Below, copy word for word the lines between the one containing "instance: [(214, 185)]" and the one containing "[(258, 183), (269, 179)]", inclusive.

─── Provided information

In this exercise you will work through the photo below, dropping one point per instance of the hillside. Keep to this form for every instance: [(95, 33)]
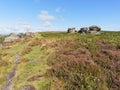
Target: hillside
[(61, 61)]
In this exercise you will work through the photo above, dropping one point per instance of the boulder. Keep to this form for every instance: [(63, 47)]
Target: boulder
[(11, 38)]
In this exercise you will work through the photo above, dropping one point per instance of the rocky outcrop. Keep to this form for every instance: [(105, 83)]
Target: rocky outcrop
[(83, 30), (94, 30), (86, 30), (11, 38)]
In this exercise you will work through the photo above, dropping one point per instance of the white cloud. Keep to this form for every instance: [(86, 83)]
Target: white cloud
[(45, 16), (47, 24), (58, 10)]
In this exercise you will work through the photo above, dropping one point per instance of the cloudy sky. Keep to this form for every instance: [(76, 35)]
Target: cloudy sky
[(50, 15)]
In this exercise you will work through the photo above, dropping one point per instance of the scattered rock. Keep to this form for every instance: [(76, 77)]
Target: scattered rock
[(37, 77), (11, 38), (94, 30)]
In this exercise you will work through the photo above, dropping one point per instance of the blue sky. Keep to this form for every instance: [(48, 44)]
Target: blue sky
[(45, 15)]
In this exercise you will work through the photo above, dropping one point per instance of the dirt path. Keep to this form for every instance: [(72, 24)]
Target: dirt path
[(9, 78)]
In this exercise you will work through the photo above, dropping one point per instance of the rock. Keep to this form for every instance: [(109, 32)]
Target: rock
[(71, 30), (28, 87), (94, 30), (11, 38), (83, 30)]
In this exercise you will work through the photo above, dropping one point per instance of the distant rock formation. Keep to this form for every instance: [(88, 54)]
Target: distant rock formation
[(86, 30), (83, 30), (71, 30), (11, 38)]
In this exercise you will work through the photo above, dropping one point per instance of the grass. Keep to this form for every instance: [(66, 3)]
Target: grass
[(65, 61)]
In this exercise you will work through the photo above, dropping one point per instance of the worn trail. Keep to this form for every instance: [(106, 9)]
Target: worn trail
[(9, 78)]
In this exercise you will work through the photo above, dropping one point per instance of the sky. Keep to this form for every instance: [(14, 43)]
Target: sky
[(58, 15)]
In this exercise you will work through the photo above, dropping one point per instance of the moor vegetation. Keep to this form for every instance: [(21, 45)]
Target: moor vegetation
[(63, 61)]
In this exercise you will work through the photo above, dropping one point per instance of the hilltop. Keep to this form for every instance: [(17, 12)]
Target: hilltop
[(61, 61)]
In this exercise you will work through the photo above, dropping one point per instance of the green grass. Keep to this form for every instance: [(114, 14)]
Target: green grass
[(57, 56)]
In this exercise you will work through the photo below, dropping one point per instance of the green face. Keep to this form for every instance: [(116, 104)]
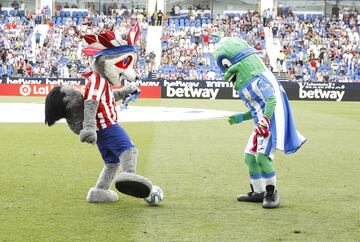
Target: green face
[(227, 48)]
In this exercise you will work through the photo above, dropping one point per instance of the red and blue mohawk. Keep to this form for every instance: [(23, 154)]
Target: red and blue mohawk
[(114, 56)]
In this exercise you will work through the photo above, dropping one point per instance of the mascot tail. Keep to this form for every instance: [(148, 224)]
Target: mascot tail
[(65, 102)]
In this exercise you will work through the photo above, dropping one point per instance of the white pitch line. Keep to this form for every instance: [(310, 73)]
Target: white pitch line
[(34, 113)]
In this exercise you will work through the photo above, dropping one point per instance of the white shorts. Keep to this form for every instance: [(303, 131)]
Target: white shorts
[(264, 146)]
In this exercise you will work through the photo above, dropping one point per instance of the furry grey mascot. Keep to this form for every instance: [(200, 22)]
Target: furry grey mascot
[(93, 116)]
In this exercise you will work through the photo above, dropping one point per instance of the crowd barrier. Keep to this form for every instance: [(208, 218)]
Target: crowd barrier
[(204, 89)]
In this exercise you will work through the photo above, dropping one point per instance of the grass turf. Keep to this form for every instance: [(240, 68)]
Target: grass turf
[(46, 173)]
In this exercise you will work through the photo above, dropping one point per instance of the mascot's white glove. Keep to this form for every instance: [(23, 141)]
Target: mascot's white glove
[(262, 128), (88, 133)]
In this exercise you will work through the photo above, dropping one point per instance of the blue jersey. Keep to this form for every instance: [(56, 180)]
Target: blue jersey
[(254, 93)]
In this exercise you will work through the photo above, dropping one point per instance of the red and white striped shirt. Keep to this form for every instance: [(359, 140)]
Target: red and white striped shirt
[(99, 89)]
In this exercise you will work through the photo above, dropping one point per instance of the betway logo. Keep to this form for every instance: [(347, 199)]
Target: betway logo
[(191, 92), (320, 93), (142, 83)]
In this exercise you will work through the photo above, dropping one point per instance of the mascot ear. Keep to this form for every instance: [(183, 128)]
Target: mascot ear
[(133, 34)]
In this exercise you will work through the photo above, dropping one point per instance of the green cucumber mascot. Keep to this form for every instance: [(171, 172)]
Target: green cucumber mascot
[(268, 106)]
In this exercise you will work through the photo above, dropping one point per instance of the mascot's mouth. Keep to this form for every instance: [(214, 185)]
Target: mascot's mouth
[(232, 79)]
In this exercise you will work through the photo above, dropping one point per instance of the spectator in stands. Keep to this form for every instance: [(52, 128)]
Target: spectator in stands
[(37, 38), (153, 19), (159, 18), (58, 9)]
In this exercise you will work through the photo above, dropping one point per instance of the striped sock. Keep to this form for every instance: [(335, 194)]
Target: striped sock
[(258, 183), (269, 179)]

──────
─── Provided information

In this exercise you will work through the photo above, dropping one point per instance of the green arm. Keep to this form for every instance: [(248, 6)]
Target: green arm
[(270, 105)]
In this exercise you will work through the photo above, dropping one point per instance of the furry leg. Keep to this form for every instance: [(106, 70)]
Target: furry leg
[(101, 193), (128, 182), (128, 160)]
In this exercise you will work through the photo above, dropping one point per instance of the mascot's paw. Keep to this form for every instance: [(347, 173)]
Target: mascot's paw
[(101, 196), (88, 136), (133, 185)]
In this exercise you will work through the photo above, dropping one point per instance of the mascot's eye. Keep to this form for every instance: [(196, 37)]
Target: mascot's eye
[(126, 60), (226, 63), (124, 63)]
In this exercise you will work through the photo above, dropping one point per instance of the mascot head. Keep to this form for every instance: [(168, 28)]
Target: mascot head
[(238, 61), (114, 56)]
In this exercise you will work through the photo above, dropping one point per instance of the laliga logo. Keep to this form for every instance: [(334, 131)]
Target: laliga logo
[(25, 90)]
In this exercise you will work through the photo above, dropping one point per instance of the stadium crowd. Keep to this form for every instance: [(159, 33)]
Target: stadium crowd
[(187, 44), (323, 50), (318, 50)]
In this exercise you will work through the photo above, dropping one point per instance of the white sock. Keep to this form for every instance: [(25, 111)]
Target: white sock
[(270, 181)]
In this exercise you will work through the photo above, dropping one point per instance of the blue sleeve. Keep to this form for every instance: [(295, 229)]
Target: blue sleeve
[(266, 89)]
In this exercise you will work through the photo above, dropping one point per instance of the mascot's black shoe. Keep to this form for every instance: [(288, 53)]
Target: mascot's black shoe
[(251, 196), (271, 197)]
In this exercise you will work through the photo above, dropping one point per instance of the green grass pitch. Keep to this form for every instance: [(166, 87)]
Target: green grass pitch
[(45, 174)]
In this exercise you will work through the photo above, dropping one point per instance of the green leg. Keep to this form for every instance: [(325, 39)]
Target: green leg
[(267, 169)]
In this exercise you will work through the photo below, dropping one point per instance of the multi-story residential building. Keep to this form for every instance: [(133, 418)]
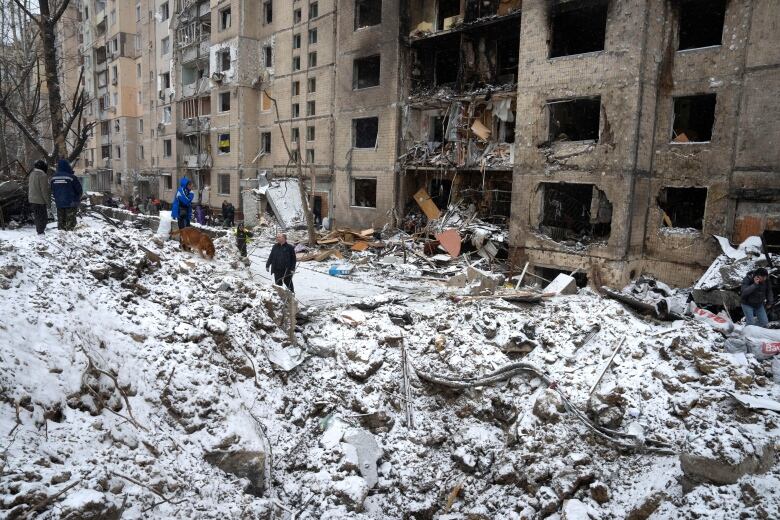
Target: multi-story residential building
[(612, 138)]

──────

▸ Answer for this exercise
In this exercise you will work through the photo above, dropping one point per instance of the mascot's mouth. Keep to this form for every instance: [(214, 185)]
Target: mascot's mouth
[(232, 79)]
In this exercise you will work through the photo above, dropping one point per instance of the spectator in stands. Keep to this form for every instance: [(52, 128)]
Target: spectator in stands
[(37, 38), (153, 19), (159, 18), (58, 9)]
In this exercise you will work through the photo above, dropping one point per instance of the striped sock. Keep to this form for every instance: [(335, 194)]
Target: striped sock
[(258, 183), (269, 179)]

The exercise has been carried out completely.